What the exercise asks: Beginning at the line that contains "Where can you spot the laptop", transcribe the remaining lines of the listing exactly; include the final line and omit everything before.

[Stored entries]
►
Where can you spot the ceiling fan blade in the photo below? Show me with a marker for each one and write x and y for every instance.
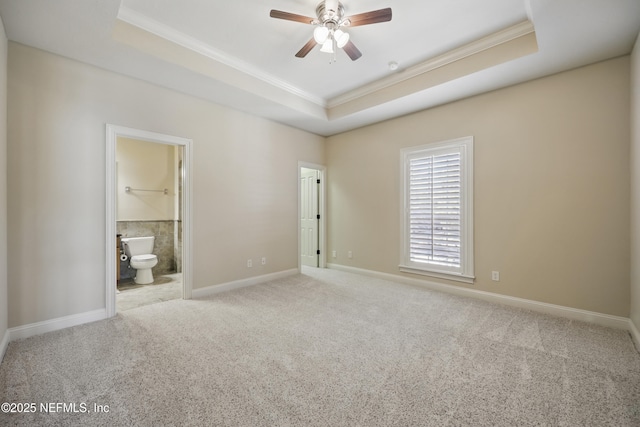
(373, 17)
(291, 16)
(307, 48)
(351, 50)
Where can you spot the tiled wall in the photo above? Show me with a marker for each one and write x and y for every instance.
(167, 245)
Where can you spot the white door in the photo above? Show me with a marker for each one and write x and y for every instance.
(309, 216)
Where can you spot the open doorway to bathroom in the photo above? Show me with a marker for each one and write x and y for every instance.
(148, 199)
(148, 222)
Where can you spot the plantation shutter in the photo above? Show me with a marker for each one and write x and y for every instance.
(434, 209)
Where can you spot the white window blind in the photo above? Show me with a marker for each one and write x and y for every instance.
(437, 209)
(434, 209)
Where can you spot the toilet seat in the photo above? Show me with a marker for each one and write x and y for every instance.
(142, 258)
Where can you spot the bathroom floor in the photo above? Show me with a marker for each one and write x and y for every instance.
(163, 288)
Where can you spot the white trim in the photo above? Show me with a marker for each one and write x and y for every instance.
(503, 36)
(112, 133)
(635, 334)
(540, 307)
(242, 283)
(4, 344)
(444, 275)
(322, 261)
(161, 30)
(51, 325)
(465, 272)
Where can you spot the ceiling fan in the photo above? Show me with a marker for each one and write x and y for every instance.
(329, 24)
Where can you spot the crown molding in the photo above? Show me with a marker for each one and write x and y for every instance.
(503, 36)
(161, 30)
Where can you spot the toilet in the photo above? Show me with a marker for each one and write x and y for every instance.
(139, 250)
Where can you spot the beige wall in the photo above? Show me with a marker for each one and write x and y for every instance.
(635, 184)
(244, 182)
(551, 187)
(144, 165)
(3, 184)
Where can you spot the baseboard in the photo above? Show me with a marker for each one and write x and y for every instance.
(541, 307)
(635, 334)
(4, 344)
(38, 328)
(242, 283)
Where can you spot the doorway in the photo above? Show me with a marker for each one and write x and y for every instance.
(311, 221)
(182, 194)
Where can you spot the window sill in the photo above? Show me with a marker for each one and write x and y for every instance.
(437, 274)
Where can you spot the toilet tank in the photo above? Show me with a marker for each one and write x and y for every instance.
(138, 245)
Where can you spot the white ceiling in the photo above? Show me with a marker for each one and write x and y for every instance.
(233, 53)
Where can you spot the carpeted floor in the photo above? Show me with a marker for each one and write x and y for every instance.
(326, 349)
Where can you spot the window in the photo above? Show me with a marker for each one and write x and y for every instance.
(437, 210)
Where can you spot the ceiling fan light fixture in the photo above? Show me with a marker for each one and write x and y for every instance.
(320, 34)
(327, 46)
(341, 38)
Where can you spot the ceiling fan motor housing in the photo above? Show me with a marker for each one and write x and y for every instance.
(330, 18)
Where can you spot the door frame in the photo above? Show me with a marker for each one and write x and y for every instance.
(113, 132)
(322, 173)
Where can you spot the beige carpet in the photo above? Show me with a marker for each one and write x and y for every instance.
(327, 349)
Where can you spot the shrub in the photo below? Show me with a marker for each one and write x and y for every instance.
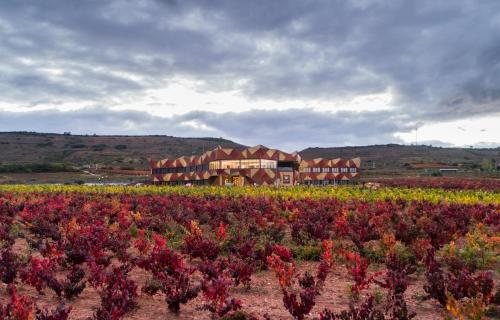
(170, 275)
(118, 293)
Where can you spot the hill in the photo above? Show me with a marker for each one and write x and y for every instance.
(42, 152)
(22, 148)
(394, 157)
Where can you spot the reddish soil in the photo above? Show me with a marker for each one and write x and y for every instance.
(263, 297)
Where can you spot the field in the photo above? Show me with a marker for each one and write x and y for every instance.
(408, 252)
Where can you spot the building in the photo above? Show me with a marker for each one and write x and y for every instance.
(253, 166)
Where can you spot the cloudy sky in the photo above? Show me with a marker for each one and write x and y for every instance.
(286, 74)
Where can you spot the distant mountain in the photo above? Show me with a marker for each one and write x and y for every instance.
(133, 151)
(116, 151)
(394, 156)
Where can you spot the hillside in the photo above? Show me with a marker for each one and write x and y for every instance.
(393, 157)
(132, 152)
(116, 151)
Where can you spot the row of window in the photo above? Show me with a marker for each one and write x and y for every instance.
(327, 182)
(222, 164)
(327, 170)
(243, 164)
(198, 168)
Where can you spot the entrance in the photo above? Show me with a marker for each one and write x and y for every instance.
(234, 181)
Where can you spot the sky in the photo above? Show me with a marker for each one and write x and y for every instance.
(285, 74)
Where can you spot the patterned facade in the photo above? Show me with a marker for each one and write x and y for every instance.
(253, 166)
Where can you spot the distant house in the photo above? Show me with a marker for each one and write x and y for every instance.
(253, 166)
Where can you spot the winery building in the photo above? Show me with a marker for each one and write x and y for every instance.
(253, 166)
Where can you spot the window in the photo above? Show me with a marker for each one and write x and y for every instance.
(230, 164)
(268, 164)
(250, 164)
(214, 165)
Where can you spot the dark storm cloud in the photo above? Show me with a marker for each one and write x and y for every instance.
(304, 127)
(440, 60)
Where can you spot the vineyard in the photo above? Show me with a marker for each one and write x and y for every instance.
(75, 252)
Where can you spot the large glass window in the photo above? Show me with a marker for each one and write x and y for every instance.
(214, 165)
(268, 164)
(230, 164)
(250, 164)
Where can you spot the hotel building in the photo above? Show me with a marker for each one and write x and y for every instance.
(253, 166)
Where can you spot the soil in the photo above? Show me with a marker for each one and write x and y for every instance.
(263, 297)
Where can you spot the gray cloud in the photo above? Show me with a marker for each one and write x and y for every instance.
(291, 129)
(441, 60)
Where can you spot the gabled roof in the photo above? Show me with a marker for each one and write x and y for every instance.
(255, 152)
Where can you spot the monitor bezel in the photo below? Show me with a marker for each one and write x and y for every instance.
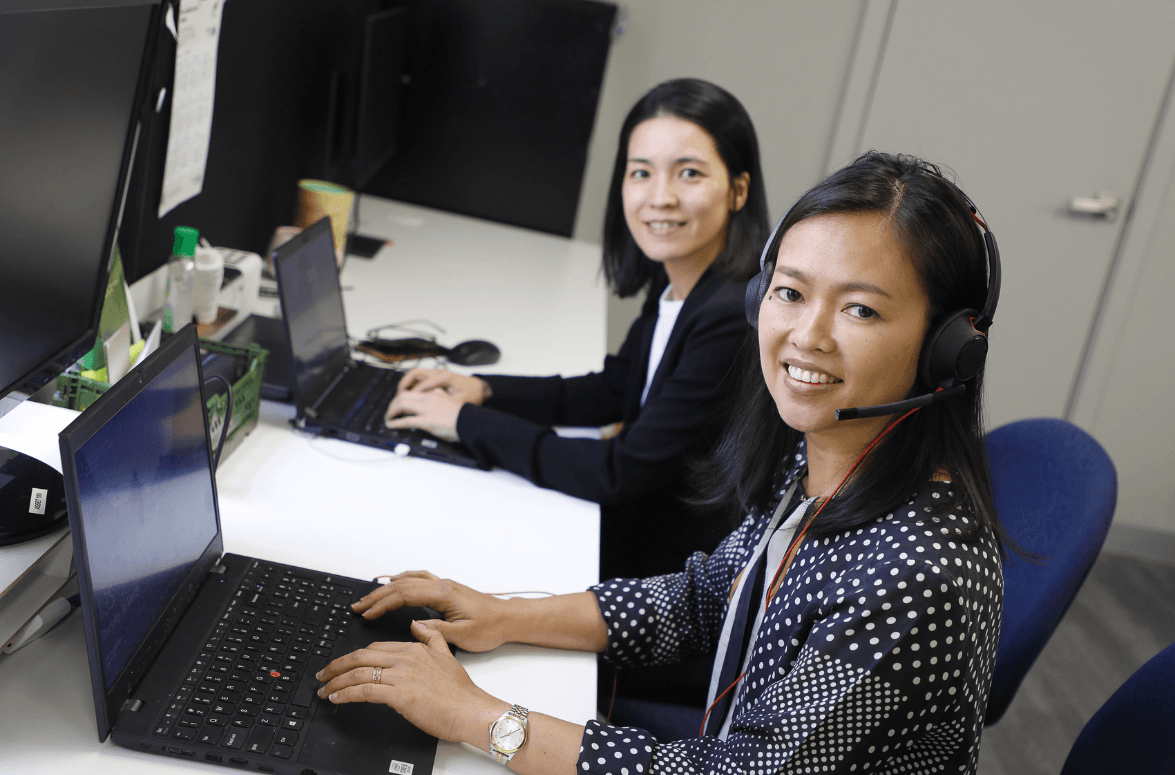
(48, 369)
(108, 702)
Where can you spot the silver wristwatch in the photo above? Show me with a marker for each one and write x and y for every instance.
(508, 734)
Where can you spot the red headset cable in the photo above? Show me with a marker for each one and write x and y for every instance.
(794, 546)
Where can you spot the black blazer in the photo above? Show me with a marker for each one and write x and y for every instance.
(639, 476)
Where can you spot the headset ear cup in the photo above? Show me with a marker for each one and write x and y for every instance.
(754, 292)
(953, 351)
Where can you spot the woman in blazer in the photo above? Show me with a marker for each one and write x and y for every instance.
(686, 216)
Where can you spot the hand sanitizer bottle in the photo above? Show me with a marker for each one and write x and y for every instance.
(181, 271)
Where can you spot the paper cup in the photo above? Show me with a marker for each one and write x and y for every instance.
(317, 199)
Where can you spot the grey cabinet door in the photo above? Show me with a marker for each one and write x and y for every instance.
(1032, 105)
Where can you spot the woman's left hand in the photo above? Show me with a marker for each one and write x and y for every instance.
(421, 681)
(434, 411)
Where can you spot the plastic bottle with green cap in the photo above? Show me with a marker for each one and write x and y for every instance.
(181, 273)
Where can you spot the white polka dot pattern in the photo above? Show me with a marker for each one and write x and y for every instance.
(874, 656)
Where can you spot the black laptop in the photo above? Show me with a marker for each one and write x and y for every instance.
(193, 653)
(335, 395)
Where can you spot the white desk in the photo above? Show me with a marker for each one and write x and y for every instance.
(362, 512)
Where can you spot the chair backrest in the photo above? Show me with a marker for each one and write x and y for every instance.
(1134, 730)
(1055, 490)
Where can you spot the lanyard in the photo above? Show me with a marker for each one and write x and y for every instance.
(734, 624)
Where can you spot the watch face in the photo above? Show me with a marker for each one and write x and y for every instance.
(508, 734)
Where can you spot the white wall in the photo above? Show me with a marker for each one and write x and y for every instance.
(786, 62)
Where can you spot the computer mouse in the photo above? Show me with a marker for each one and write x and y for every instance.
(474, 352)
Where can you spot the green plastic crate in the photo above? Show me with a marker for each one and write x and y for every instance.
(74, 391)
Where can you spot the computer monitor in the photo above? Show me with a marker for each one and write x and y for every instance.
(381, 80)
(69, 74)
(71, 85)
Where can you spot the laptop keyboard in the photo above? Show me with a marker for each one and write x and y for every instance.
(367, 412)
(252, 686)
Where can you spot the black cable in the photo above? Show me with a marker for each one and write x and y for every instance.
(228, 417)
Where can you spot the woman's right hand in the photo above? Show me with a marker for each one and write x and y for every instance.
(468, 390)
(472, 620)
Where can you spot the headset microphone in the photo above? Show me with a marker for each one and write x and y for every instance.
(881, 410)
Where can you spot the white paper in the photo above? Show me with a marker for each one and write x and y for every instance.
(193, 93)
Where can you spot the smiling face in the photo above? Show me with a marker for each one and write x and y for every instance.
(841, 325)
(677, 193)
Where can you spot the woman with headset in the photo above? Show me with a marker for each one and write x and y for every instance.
◄
Output of the task:
Where can you spot the laptop keyboard in the photo above? Show me with a marker for each one and write x and y for every instance.
(367, 412)
(252, 686)
Where can you spot the black cable in the photo above? Show me with a marker for each one and write x and y for every instance.
(228, 417)
Where can you spot the woman's right hand in the photo above? Show me with a marker for each one and write x and y for every instance.
(468, 390)
(472, 620)
Where can you spot the headset microphone in the photo above? Show me with a marker for each one and write x and y for every instance.
(881, 410)
Where can you spot the white paper in the photo above? Show me with a marker for each one and write x and y for every instance.
(193, 93)
Where can you spot the smiling face in the photo above? Show me with a marker for each one and write x and y for every instance.
(841, 325)
(677, 193)
Where can you spot the woman with headset in the photo above? Show me with a marker for each one and write x and y for every instance.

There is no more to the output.